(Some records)

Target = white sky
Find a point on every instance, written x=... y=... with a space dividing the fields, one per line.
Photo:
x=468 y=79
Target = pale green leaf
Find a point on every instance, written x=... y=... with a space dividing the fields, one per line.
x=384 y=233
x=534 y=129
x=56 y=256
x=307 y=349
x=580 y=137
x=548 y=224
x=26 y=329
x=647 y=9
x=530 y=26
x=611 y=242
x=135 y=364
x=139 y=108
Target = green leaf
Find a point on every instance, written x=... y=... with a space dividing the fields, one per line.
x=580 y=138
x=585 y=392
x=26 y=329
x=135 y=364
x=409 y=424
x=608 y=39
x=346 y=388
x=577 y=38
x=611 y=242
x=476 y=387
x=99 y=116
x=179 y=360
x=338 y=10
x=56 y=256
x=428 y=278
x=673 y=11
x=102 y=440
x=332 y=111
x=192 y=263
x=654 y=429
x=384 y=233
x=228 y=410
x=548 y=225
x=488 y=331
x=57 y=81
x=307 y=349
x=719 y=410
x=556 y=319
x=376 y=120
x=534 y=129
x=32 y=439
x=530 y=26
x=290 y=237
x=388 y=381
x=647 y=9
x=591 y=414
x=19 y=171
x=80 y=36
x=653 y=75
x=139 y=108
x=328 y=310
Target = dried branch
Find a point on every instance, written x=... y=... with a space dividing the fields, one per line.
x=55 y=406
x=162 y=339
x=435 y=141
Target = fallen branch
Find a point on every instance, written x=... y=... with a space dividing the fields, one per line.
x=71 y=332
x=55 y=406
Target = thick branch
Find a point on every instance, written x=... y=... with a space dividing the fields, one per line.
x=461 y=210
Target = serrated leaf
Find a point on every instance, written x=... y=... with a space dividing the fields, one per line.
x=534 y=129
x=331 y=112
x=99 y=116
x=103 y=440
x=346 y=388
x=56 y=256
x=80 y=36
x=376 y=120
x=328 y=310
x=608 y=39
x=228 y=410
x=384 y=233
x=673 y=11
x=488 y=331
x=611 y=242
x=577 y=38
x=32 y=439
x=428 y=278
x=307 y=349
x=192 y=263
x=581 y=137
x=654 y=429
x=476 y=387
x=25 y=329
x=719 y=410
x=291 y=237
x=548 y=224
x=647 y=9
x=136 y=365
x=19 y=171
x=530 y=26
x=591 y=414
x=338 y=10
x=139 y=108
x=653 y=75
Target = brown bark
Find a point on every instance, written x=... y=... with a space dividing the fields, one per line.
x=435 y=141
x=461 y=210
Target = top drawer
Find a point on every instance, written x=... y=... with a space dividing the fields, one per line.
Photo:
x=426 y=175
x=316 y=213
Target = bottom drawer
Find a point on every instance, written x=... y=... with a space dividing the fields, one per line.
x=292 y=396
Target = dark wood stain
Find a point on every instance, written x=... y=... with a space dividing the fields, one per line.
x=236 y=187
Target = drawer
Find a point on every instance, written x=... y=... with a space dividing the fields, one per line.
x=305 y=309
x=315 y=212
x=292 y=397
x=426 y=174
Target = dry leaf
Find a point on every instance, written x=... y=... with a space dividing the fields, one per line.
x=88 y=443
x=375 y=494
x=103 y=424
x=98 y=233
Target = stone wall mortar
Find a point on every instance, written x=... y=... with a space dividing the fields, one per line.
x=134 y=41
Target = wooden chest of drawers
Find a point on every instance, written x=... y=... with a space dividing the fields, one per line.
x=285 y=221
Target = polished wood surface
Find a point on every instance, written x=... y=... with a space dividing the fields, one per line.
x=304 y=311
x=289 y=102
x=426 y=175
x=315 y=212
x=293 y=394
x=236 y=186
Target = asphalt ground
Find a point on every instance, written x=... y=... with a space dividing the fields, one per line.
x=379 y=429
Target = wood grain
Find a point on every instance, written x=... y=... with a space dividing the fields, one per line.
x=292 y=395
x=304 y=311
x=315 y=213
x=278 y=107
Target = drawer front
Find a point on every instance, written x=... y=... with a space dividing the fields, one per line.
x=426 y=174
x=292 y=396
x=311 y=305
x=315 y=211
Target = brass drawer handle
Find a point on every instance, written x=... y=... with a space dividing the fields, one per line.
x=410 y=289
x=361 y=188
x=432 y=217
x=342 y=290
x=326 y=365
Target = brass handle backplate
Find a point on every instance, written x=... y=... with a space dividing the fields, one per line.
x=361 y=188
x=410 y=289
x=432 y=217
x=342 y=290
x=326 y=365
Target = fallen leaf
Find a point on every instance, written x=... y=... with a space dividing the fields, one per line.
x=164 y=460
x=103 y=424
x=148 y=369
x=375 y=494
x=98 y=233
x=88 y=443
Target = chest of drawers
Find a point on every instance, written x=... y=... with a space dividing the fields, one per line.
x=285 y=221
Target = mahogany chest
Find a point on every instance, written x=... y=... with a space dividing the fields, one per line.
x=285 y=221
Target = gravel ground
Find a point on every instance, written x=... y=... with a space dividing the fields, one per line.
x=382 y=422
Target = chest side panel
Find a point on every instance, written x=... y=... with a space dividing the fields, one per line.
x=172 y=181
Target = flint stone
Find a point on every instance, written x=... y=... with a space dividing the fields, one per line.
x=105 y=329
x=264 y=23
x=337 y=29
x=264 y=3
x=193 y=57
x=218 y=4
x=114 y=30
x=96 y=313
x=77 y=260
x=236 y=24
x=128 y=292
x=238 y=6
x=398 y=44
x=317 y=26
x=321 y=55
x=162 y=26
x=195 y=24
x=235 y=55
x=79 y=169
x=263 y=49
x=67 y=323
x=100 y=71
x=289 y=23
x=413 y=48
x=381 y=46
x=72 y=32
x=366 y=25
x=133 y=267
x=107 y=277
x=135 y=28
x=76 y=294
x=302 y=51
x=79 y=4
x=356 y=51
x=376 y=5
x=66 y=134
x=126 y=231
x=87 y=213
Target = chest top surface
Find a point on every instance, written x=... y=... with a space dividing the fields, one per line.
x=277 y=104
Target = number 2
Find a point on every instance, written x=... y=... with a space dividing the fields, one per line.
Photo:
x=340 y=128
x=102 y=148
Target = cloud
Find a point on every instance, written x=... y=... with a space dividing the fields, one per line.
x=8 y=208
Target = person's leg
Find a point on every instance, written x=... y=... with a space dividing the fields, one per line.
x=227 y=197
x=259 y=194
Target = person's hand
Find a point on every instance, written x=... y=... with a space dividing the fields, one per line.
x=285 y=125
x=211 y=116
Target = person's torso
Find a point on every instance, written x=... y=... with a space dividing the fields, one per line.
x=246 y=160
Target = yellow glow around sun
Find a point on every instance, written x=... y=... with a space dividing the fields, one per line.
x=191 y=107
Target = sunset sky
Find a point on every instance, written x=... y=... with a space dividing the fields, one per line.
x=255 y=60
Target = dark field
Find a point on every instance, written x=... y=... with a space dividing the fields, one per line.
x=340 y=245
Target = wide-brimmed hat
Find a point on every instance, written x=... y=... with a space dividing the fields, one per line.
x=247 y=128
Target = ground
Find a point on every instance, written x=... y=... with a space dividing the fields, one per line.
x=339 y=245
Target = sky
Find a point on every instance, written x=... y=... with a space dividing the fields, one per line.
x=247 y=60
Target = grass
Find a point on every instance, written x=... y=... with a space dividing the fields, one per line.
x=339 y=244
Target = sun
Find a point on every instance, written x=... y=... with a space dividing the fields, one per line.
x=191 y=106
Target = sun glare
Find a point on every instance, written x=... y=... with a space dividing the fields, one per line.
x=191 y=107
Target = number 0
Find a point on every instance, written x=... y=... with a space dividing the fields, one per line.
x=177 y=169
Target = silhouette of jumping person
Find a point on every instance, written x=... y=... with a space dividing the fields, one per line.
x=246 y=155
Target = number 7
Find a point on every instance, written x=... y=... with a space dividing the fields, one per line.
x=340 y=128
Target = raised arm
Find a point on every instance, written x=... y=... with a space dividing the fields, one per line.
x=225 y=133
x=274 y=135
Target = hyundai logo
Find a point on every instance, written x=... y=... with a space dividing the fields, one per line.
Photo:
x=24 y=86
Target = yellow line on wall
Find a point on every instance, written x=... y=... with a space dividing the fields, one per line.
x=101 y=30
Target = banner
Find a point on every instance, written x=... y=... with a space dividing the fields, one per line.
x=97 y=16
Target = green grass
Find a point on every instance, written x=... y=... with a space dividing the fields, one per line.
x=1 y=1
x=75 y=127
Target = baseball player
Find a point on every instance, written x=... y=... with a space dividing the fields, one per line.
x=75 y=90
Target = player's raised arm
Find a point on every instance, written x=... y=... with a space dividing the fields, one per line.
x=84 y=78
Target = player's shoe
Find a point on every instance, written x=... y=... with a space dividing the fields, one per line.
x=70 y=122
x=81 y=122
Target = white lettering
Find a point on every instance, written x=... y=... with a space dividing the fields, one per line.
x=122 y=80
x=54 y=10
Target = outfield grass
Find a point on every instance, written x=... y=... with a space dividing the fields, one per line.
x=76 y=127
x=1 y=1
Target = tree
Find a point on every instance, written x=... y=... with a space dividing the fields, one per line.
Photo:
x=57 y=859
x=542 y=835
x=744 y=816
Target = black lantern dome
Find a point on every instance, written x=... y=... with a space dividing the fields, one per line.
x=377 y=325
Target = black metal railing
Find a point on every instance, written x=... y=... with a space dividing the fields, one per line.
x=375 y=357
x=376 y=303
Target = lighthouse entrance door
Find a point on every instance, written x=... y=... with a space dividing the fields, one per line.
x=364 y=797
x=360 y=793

BRIEF
Recast the lines from the one containing "Target = lighthouse entrance door" through the end of the records, inclusive, as a numbered list, leaving out any blank lines.

OUTPUT FOR THIS TASK
1. Target = lighthouse entrance door
2. Find a point on every instance, written x=... y=... with a space dividing the fields, one per line.
3. x=364 y=797
4. x=360 y=793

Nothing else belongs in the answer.